Entries from a pointing dataset:
------------------------------------------------

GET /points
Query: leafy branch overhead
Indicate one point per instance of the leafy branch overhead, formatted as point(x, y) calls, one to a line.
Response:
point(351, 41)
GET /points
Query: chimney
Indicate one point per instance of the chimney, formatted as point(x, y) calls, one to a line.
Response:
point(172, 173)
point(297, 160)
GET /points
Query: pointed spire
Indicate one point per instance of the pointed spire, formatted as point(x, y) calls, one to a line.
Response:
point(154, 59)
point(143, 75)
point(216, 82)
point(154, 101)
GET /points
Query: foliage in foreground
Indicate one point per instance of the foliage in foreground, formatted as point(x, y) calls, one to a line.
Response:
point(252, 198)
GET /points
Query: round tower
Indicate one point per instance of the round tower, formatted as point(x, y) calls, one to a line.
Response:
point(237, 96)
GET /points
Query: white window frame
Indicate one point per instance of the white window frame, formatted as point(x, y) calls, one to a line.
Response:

------------------------------------------------

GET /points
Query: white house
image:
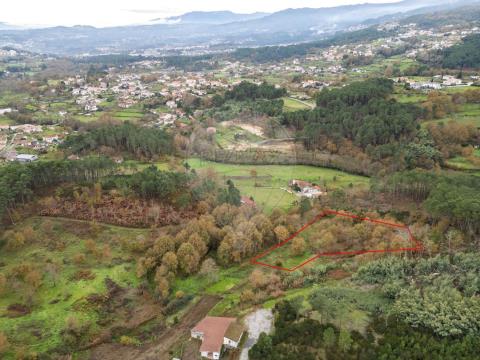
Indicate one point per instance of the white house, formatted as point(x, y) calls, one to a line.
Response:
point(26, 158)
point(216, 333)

------------------------------------------------

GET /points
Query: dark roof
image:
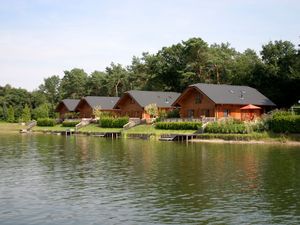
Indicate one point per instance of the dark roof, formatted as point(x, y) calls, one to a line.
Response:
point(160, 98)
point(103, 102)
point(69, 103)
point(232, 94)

------------------------------------------------

- Your goal
Gather every line of the rows above that contains the word "branch", treating uppercase and lowercase as different.

- The output
Query: leafy branch overhead
Indicate one point per instance of the leafy branch overhead, formatted as point(x, y) calls, one to a line.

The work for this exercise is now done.